Stated exercise: Reproduce the whole listing, character for character.

Coordinate annotation records
*****

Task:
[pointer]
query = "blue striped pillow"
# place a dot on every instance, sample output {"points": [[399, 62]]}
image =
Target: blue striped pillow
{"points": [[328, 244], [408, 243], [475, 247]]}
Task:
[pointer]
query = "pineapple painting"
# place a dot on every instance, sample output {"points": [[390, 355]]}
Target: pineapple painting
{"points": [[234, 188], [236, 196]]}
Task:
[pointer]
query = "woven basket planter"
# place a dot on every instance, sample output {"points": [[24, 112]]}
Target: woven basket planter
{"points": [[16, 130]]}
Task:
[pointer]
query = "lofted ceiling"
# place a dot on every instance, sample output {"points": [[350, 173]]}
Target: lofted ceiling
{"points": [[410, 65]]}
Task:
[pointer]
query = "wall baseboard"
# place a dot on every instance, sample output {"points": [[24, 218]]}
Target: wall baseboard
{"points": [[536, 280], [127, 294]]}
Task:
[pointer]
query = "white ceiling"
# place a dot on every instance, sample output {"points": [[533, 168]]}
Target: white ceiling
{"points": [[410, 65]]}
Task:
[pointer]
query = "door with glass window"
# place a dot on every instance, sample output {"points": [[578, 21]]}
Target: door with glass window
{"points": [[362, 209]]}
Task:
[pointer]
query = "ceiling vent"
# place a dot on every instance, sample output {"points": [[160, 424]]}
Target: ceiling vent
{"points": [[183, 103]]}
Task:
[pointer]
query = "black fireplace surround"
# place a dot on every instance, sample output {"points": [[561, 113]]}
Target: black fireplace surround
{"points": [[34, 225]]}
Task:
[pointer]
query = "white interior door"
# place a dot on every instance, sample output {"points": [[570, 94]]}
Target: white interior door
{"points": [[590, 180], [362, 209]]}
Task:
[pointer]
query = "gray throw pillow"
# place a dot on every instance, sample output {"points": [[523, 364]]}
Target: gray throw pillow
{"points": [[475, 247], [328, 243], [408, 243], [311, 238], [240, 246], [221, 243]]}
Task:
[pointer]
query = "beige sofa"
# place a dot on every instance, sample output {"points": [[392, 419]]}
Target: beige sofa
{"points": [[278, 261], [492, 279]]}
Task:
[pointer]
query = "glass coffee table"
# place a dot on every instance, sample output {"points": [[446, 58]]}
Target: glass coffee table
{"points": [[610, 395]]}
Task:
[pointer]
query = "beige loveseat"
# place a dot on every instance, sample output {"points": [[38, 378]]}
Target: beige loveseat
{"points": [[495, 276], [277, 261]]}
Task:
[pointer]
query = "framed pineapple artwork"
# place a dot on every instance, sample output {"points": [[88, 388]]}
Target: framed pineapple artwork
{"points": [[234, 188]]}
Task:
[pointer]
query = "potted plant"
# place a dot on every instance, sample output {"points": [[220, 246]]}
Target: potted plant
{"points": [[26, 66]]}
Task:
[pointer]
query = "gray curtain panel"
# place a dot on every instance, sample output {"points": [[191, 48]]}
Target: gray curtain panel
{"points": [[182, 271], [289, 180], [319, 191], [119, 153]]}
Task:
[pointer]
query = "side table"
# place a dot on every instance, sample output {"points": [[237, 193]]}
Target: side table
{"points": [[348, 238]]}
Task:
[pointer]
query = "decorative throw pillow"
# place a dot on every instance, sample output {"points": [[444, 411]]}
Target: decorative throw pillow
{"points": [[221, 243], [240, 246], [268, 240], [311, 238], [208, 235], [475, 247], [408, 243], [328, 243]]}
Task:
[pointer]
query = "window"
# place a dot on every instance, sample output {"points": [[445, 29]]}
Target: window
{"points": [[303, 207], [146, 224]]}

*****

Output:
Task:
[pointer]
query = "blue striped pillow"
# place a dot on every instance, sample output {"points": [[399, 62]]}
image =
Target: blue striped pillow
{"points": [[328, 244], [408, 243], [475, 247]]}
Task:
[pointer]
query = "pineapple painting"
# place a dot on every instance, sample output {"points": [[390, 355]]}
Target: pineapple painting
{"points": [[234, 188], [236, 196]]}
Task:
[pointer]
query = "woven basket planter"
# place a dot on every instance, sample output {"points": [[24, 112]]}
Target: woven basket planter
{"points": [[16, 130]]}
Task:
[pointer]
query = "lofted ceiling"
# place a dot on every instance, sample output {"points": [[350, 173]]}
Target: lofted ceiling
{"points": [[410, 65]]}
Task:
[pointer]
query = "wall baseboard"
# place a dot on every instance, sample output {"points": [[24, 218]]}
Target: wall baseboard
{"points": [[536, 280], [127, 294]]}
Task:
[pointer]
query = "white ceiling"
# place a dot on every instance, sample output {"points": [[533, 168]]}
Target: white ceiling
{"points": [[410, 65]]}
Task:
[pointer]
query = "door with glass window"
# place a dot on every instance, sample output {"points": [[578, 21]]}
Target: door with glass window
{"points": [[362, 209]]}
Task:
[pointer]
query = "ceiling vent"
# place a dot on every instance, sample output {"points": [[160, 424]]}
Target: ceiling vent
{"points": [[183, 103]]}
Task:
[pointer]
query = "black fireplace surround"
# place a dot on every instance, sample output {"points": [[561, 113]]}
Target: black fireplace surround
{"points": [[34, 225]]}
Task:
[pointer]
query = "white interior door"
# place a dot on every instance, sample output {"points": [[570, 94]]}
Target: white interior door
{"points": [[590, 180], [362, 209]]}
Task:
[pointer]
query = "gray throw pillow"
# place a dot on every instance, sample output {"points": [[523, 364]]}
Target: gray throw pillow
{"points": [[475, 247], [328, 243], [408, 243], [311, 238], [240, 246], [221, 243]]}
Task:
[pointer]
query = "beige sofa"
# place a dot on every instance, sample output {"points": [[392, 419]]}
Target: beige sofa
{"points": [[278, 261], [492, 279]]}
Task:
[pointer]
query = "glass coffee table"
# place a dot on every instance, sample output {"points": [[446, 58]]}
Target: glass coffee table
{"points": [[610, 395]]}
Task:
[pointer]
query = "beige loveseat"
# place a dot on every instance, sample output {"points": [[38, 378]]}
Target: beige loveseat
{"points": [[495, 276], [277, 261]]}
Task:
[pointer]
query = "framed pineapple artwork"
# place a dot on every instance, sample output {"points": [[88, 388]]}
Target: framed pineapple artwork
{"points": [[234, 188]]}
Task:
[pointer]
query = "potted plant"
# place a dot on every instance, sample output {"points": [[220, 246]]}
Target: potted plant
{"points": [[26, 66]]}
Task:
[pointer]
query = "gray curtain panel"
# place a dot on every instance, sample output {"points": [[191, 48]]}
Target: gray curtain panel
{"points": [[182, 271], [289, 180], [319, 191], [119, 153]]}
Task:
[pointer]
query = "side table"
# place a dot on every instance, sample output {"points": [[237, 193]]}
Target: side table
{"points": [[348, 238]]}
Task:
[pointer]
query = "decorative throw pillow"
# place a dot on every instance, sample output {"points": [[444, 411]]}
Target: decorative throw pillow
{"points": [[221, 243], [240, 246], [268, 240], [311, 238], [208, 235], [475, 247], [408, 243], [328, 243]]}
Task:
[pointer]
query = "window"
# place a dot on every instance, sample output {"points": [[445, 29]]}
Target: window
{"points": [[303, 207], [146, 224]]}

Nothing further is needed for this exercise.